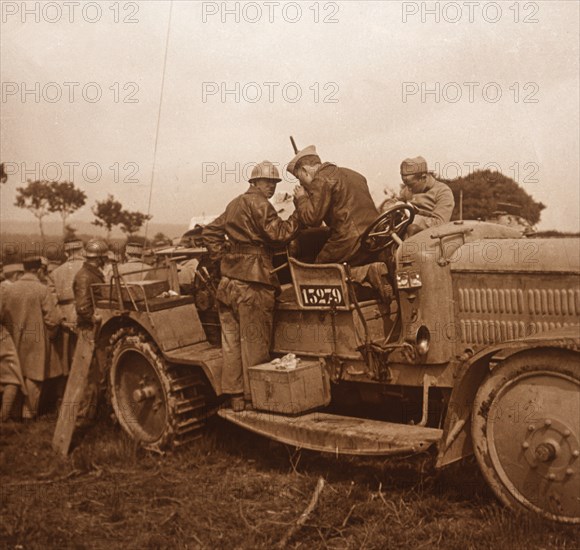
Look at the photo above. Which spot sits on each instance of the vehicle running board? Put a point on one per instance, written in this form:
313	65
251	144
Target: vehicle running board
341	435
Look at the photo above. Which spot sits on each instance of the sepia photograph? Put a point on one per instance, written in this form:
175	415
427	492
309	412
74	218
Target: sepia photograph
290	274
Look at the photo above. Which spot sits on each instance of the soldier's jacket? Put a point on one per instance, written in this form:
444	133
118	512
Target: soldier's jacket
62	278
86	276
128	269
253	229
340	198
10	369
31	314
436	199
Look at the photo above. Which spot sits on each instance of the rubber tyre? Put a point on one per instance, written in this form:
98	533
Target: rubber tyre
526	433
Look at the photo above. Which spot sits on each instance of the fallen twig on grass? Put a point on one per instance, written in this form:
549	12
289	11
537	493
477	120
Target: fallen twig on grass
248	524
345	521
74	473
304	516
168	518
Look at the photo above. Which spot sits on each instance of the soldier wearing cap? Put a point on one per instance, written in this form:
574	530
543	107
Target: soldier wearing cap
11	378
244	237
31	314
433	198
337	196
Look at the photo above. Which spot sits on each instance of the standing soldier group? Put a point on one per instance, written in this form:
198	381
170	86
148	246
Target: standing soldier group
42	317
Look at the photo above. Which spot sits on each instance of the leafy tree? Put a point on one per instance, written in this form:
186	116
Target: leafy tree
485	190
108	214
131	222
35	197
65	199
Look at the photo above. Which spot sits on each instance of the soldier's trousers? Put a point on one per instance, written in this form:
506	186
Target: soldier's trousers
246	313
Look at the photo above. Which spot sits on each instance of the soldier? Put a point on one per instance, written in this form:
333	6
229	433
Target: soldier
247	289
62	278
133	263
433	197
338	197
90	273
11	378
32	316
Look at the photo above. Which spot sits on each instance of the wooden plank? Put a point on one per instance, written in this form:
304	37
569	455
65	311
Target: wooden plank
337	434
73	394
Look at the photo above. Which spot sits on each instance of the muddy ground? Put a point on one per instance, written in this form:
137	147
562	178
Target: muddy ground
233	489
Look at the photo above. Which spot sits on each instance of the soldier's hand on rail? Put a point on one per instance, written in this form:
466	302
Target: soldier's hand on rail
413	229
299	191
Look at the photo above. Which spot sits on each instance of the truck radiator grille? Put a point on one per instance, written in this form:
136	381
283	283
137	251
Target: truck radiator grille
489	315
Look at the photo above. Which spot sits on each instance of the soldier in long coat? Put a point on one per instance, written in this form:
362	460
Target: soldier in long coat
337	196
244	237
11	379
31	314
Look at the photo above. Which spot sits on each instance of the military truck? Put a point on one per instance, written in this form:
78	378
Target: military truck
477	352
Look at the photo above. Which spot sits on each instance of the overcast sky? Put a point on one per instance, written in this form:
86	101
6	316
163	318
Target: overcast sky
361	70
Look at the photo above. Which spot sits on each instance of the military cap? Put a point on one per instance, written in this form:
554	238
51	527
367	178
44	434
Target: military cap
309	151
32	263
134	248
265	170
414	166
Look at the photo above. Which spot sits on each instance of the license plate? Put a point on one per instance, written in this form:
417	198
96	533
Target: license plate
321	295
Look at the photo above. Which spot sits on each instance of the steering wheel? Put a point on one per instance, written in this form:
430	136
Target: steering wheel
394	221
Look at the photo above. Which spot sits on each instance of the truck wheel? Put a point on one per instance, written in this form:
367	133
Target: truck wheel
158	404
526	433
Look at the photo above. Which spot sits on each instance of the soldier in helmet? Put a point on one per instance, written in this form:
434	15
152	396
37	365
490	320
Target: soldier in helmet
244	237
432	197
340	198
32	316
90	273
62	278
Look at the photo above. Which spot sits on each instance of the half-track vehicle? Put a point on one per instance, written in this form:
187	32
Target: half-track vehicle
477	352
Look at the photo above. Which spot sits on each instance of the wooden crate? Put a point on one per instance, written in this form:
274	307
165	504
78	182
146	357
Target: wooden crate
289	391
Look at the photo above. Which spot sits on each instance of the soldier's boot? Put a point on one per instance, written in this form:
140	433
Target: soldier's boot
8	398
237	402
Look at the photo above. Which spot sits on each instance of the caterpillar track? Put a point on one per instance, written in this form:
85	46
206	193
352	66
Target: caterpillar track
160	405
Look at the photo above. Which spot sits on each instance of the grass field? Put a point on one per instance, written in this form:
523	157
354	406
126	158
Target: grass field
232	489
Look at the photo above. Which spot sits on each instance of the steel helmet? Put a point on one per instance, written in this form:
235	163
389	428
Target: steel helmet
96	249
265	170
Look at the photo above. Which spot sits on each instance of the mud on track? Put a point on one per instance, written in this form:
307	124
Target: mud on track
237	490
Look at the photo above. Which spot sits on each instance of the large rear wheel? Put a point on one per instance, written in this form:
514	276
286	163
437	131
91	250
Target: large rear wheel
526	433
158	404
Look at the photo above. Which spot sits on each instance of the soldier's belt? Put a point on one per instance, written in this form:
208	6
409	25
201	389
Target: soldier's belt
235	248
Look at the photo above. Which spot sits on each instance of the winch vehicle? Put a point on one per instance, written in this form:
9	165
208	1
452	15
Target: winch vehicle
462	339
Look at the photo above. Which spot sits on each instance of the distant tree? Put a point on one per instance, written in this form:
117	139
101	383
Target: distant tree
65	199
107	214
483	190
131	222
36	198
70	232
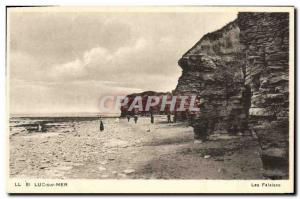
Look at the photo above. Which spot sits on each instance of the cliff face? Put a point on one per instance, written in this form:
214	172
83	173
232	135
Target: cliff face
266	40
144	95
240	74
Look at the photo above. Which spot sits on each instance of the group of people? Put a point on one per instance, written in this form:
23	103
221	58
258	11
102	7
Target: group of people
135	118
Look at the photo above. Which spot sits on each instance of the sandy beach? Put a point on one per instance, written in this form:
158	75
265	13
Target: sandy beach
125	150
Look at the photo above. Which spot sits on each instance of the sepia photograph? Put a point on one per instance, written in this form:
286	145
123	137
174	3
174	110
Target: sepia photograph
99	97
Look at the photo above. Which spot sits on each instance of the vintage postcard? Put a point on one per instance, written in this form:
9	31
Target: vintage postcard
150	100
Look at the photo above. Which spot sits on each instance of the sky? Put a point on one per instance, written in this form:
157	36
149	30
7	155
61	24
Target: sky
65	62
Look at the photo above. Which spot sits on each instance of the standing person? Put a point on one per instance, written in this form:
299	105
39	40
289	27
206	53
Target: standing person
128	117
101	124
135	118
169	118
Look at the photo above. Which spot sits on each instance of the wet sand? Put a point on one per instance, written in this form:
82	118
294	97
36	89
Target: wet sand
132	151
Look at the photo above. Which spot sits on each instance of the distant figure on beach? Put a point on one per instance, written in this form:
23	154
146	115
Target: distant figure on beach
128	117
101	124
39	127
135	118
169	118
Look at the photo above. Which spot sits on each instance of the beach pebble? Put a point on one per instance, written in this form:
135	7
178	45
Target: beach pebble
102	168
129	171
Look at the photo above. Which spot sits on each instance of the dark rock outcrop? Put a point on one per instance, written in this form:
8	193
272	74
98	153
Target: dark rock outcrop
213	70
240	74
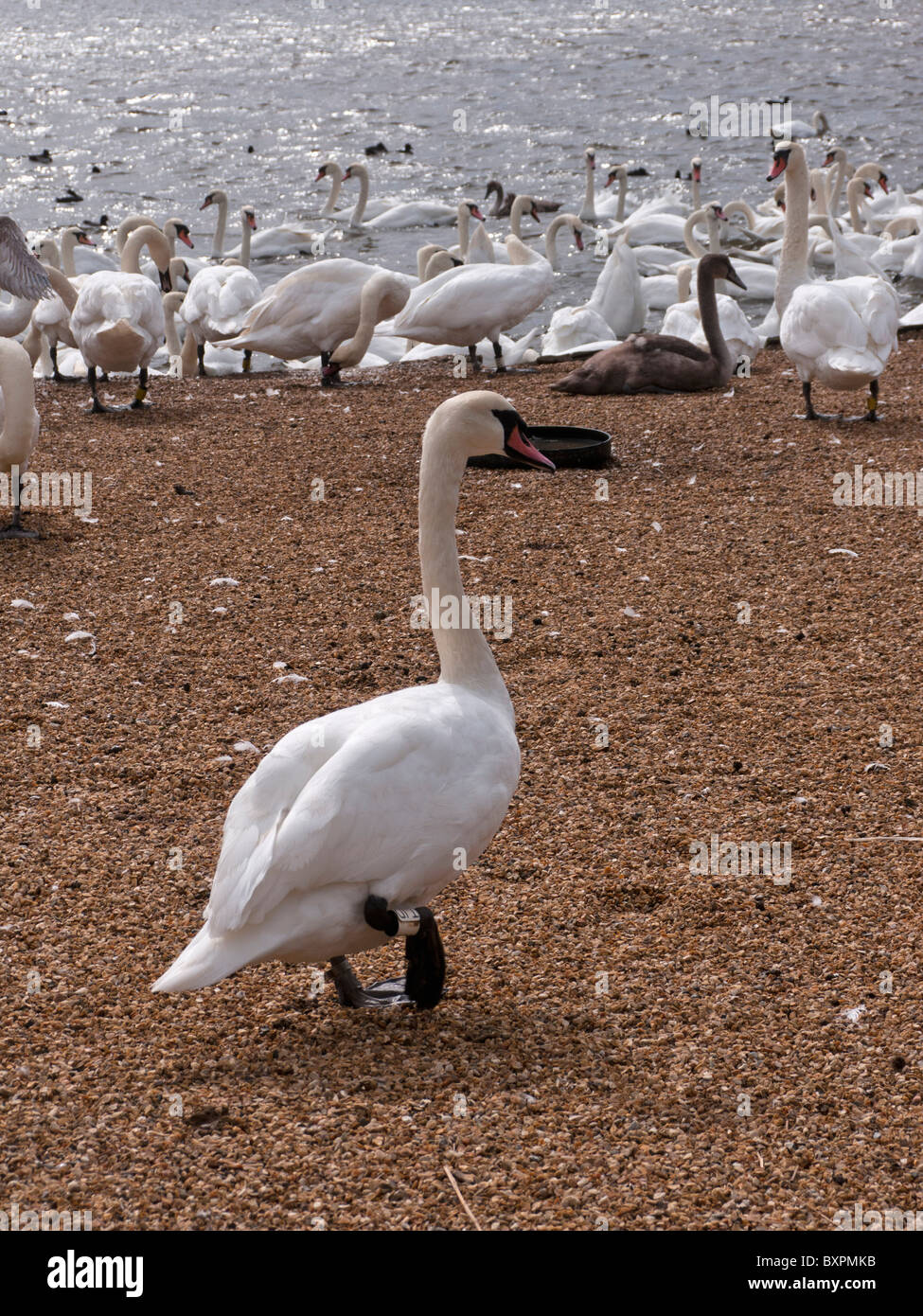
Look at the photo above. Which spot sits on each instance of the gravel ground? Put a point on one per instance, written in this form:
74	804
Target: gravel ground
623	1043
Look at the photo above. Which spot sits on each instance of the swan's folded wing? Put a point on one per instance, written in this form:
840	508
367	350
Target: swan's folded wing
20	273
346	823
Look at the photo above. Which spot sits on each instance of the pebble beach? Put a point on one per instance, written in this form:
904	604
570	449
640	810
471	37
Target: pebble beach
703	644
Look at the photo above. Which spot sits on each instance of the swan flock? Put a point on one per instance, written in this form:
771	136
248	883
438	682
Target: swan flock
317	861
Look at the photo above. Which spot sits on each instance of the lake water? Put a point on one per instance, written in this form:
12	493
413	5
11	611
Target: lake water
166	98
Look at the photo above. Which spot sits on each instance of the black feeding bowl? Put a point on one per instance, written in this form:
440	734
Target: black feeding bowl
565	445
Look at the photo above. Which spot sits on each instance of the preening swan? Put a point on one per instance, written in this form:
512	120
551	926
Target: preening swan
20	428
117	321
406	215
349	827
222	296
313	311
660	364
841	333
683	319
477	302
20	273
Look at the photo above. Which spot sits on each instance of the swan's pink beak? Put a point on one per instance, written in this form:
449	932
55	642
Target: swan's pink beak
524	451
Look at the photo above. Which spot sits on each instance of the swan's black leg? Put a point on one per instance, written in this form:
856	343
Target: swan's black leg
141	391
808	407
872	401
425	961
16	530
91	378
329	371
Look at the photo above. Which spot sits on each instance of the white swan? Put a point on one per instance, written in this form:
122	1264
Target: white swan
220	297
117	321
313	311
406	215
797	128
615	308
367	807
841	333
683	320
477	302
20	427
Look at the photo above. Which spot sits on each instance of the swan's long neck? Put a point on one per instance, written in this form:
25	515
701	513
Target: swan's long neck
359	209
552	236
352	351
693	243
711	324
149	237
589	208
171	304
464	229
220	228
792	262
516	211
245	241
19	397
334	175
855	189
465	657
67	243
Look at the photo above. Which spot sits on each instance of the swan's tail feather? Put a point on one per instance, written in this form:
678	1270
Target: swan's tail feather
207	960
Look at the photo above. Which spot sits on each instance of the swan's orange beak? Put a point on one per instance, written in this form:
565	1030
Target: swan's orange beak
522	448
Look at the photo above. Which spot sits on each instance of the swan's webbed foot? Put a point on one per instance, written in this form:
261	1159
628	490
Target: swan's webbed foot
97	405
425	961
141	391
16	530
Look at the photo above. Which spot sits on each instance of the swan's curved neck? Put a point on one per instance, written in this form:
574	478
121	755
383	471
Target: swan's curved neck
465	657
552	236
792	262
711	324
246	232
359	209
19	397
334	175
220	228
693	243
149	237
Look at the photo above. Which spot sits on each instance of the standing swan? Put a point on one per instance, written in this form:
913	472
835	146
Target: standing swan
117	321
661	364
366	807
20	427
841	331
20	272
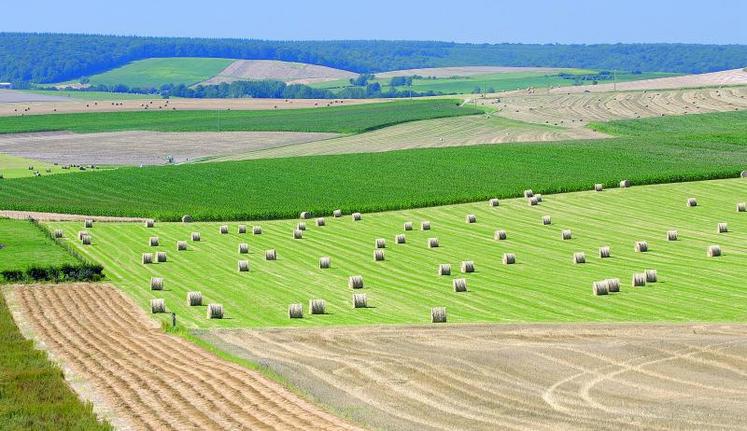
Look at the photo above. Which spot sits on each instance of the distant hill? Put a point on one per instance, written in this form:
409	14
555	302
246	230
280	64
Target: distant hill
45	57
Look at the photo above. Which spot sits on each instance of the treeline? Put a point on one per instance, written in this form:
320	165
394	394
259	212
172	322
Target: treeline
45	58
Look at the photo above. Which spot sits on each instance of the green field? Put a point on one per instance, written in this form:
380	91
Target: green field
155	72
281	188
543	286
341	119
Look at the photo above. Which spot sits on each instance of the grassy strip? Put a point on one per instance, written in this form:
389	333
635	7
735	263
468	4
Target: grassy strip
337	119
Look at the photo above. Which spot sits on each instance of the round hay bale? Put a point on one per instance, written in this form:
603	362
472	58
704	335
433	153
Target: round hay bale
215	311
194	299
650	276
438	315
378	255
157	305
317	306
467	266
604	252
360	300
355	282
600	288
243	266
295	311
459	284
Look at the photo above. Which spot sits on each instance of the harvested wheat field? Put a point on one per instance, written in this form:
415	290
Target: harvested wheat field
577	110
294	73
144	147
713	79
154	381
443	132
514	377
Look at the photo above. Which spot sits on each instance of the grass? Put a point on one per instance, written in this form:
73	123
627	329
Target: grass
342	119
155	72
543	286
281	188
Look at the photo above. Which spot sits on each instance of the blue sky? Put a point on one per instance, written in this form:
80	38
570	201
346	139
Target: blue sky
529	21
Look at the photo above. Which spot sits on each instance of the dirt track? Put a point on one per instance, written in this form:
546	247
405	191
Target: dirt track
154	381
539	377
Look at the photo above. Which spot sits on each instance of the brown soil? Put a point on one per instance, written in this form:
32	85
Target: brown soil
153	380
515	377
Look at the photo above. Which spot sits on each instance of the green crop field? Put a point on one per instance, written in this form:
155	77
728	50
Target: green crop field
342	119
543	286
155	72
281	188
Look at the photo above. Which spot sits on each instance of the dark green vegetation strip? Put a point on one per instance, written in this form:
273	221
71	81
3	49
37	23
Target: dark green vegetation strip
279	188
340	119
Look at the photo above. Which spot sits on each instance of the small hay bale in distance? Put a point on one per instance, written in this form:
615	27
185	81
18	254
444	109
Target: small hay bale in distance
295	311
157	305
378	255
317	306
651	276
641	246
600	288
467	266
360	300
215	311
325	262
355	282
156	283
438	315
459	284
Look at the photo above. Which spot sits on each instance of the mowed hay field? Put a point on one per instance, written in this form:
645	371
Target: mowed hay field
543	285
514	377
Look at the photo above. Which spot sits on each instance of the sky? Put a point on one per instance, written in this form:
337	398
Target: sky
476	21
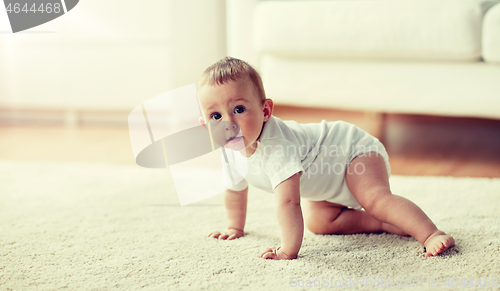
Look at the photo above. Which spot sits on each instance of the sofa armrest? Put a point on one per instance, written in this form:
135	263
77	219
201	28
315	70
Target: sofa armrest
491	35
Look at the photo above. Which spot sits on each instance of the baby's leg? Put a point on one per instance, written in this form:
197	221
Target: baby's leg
322	217
371	189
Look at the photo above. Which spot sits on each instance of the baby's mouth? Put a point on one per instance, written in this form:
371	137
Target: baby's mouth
235	139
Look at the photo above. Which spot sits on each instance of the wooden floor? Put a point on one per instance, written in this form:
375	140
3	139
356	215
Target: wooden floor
417	145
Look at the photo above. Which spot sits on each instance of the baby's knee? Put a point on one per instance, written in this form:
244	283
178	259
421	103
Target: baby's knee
377	201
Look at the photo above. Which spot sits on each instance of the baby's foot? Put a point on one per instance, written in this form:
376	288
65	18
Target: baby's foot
437	243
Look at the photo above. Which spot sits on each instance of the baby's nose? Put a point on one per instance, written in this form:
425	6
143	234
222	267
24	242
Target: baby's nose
231	126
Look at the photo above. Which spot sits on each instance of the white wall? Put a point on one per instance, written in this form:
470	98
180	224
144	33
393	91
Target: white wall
109	55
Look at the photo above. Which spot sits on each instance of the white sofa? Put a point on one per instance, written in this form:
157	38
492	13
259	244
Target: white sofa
435	57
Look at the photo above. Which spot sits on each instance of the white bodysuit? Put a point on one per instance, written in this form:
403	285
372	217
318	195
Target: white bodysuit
321	151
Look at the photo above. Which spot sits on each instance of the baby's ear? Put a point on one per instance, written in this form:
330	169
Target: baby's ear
268	109
202	122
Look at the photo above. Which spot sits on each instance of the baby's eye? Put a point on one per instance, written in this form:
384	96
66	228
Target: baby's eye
216	116
239	109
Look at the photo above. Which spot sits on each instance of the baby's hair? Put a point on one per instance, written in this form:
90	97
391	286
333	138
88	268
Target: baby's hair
231	69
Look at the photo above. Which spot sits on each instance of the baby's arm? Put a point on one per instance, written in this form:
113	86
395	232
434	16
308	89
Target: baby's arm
236	210
290	219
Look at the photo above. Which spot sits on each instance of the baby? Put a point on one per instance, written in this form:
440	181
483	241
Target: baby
340	170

============

Would you quote, exactly and only, the lines from the one containing "the white sofa?" to the end of the entries?

Look at the photo above. Which spot sits on each instance of the white sofa? Put a point on one per instance, written in this form:
157	38
492	13
259	244
Target: white sofa
435	57
Look at the photo above. Which spot sits on each instance of the white bodysuit? Put a point on one per instance, written in this form:
403	285
372	217
318	195
Target: white bodysuit
321	151
Look at the photo above. Which spot sits on each instance of the baby's ear? Put a point on one per instance, written in this form:
330	169
Target: baby's ear
268	109
202	122
Look at the photo above. Which spot sits on each instance of the baby's eye? Put a point on one per instance, written in this form:
384	96
66	228
Target: baby's eye
216	116
239	109
Look at the photo above. Which spot sits on each instance of the baby's hair? Put a point on one per instance, written in this form:
90	97
391	286
333	138
88	268
Target: baby's hair
231	69
Look at the photo above. Which spot sits on each instance of the baby's arm? Put a point on one per instance, written in this form:
113	86
395	232
434	16
308	89
Target: baby's arm
236	210
290	219
Look at the photo above. Which spot sits on each instance of the baby? Put a point on one per instance, written in this form:
440	181
483	241
Target: baby
340	170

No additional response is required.